* Requirement 1
Could you repeat the forum thread on κούνησαν from "# αλλοι κούνησαν" to "or SHOOK here?", swapping "complains" for "grumbles"?

* Text provided
::::::::

# αλλοι κούνησαν το κεφάλι



## arathrak

The word I'm wondering about is *κούνησαν*.

From the context (someone comes in and complains) it's unclear, but is it likely to be NODDED  or SHOOK here?

They have obviously different meanings; one agreeing with the speaker and the other disapproving but the dictionary tells me both words are translated the same.

Thanks!


----------



## Andrious

I'd say nodded, socially speaking. At least here in Greece, you shake your head as a reply, not just to express disapproval. Grammatically, it can have both meanings.


----------



## dmtrs

I would not be sure, it might also be the opposite; you'll have to post a larger fragment of the text in order to get an answer.


----------



## arathrak

Thanks for those - unfortunately the context doesn't help. It's a throwaway line where people could be positive or negative.

::::::::

* Data rows
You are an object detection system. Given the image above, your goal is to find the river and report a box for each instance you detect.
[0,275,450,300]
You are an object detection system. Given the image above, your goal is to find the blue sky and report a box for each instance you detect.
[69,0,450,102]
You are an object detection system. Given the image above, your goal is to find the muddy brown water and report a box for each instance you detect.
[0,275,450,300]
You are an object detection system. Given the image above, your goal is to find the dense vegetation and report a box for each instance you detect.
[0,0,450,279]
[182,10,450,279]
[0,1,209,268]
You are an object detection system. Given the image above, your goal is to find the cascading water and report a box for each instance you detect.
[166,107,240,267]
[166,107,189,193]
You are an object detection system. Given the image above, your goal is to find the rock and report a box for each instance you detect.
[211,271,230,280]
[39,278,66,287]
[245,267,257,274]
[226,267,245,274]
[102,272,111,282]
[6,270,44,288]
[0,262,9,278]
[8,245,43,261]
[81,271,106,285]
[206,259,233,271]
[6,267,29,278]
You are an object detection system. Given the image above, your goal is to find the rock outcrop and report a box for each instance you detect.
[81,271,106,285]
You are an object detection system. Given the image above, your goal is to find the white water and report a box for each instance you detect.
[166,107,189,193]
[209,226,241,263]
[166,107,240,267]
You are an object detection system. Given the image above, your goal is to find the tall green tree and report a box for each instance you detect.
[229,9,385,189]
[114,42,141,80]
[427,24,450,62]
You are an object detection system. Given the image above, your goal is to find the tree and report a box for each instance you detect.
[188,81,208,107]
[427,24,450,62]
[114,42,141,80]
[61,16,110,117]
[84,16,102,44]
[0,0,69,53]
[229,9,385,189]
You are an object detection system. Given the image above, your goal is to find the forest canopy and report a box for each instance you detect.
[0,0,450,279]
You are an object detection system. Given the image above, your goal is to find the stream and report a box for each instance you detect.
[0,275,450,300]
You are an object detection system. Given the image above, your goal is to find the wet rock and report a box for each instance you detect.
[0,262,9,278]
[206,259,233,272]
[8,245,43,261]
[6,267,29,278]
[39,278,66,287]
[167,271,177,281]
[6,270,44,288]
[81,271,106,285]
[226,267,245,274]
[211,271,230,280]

::::::::

* Requirement 2
Can you give the lines of the listing from the line with "find the muddy" to the line with "[0,1,209,268]" as a numbered list, without blank lines?

* Written solution 1
# αλλοι κούνησαν το κεφάλι



## arathrak

The word I'm wondering about is *κούνησαν*.

From the context (someone comes in and grumbles) it's unclear, but is it likely to be NODDED  or SHOOK here?

* Written solution 2
1. You are an object detection system. Given the image above, your goal is to find the muddy brown water and report a box for each instance you detect.
2. [0,275,450,300]
3. You are an object detection system. Given the image above, your goal is to find the dense vegetation and report a box for each instance you detect.
4. [0,0,450,279]
5. [182,10,450,279]
6. [0,1,209,268]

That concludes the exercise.